Consignes de l'exercice:
[a] D'après le texte sur le concours de Tim Hortons, quelle proportion des gobelets promotionnels comportait un prix sous le rebord selon l'ancien mode ?
[b] Relevez mot pour mot le passage du texte sur le concours de Tim Hortons qui commence aux mots « Cependant, cette fois, Tim » et se termine après « distribuer les prix. ».

Texte cité:
_ _ _ _

Selon l’ancien mode, la mécanique du jeu était simple. Tim Hortons imprimait des millions de gobelets promotionnels, et il y en avait environ un sur six qui comportait un prix sous le rebord en papier. Si l’entreprise s’attendait à vendre 180 millions de cafés pendant la durée du concours, elle fabriquait 180 millions de gobelets promotionnels, dont environ 30 millions de gagnants. Les restaurants les vendaient jusqu’à épuisement des stocks.

Cela signifie que si Tim Hortons ne pouvait prédire avec exactitude le nombre de cafés vendus pendant la durée du concours, les chances restaient les mêmes. Si les ventes étaient plus élevées que prévu, on était plus rapidement à court de gobelets. Si les ventes étaient faibles, le jeu durait plus longtemps. D’une façon ou d’une d’autre, le nombre de prix remportés et le nombre de gobelets distribués (le numérateur et le dénominateur de l’équation de probabilité) étaient fixes.

« Les rebords à dérouler numériques » ont changé la donne

Cette année, avec le jeu numérique, tout a changé. Plutôt que des gobelets physiques, les joueurs obtenaient avec leurs achats des « rebords numériques » qu’ils pouvaient dérouler en tout temps en cliquant sur un gobelet de café virtuel dans l’application.

Cependant, cette fois, Tim Horton ne pouvait prévoir le nombre de rebords numériques distribués, car cela dépendait des ventes réelles pendant les quatre semaines du concours. Le nombre de prix (le numérateur) était toujours fixe, mais le nombre de participations (le dénominateur) échappait au contrôle de l’entreprise. Il fallait donc trouver une nouvelle façon de distribuer les prix.

La solution, dont j’ai parlé avant le début du concours, était que « Déroule le rebord » devienne une sorte de machine à sous.

_ _ _ _

Liste des données:
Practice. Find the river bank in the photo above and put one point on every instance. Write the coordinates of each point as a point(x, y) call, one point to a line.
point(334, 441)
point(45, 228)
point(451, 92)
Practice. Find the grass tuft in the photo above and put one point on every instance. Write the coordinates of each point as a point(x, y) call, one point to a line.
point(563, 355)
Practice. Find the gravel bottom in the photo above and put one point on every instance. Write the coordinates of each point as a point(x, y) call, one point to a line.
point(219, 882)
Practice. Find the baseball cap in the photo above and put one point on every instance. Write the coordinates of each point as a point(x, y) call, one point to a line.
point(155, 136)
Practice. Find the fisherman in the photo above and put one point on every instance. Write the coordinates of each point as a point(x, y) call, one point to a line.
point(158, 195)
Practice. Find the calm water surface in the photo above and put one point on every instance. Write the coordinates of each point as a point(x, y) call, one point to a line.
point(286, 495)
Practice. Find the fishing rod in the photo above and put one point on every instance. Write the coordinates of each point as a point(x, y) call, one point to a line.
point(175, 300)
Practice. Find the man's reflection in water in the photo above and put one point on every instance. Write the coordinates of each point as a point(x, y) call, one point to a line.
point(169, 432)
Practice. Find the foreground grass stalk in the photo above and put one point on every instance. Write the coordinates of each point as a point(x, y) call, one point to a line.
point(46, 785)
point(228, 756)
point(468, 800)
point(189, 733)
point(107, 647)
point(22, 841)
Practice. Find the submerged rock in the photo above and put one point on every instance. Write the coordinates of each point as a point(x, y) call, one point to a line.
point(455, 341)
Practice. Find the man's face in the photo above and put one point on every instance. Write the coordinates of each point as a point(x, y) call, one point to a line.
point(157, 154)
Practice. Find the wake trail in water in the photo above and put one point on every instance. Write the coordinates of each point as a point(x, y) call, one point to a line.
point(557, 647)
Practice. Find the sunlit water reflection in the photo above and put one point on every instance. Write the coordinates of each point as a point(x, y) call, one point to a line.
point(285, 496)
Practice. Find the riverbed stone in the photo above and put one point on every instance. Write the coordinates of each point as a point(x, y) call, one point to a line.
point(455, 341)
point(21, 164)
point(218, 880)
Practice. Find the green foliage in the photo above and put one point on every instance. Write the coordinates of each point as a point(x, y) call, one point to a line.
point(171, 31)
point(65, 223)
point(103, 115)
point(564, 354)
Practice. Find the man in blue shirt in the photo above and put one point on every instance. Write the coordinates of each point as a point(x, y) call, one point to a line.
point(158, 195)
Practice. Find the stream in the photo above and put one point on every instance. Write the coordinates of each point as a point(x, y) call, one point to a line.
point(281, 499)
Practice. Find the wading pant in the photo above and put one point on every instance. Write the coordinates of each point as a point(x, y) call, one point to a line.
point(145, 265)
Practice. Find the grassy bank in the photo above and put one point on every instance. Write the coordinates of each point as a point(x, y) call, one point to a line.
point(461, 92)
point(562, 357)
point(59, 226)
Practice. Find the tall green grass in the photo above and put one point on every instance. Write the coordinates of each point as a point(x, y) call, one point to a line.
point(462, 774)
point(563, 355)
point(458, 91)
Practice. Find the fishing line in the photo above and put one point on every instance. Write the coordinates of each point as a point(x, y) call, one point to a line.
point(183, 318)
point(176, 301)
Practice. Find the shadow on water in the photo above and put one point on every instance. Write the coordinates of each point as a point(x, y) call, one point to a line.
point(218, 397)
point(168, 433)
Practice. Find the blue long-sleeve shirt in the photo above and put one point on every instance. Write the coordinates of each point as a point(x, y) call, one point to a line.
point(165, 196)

_ _ _ _

Corrigé des exercices:
[a] Environ un gobelet sur six.

[b]
Cependant, cette fois, Tim Horton ne pouvait prévoir le nombre de rebords numériques distribués, car cela dépendait des ventes réelles pendant les quatre semaines du concours. Le nombre de prix (le numérateur) était toujours fixe, mais le nombre de participations (le dénominateur) échappait au contrôle de l’entreprise. Il fallait donc trouver une nouvelle façon de distribuer les prix.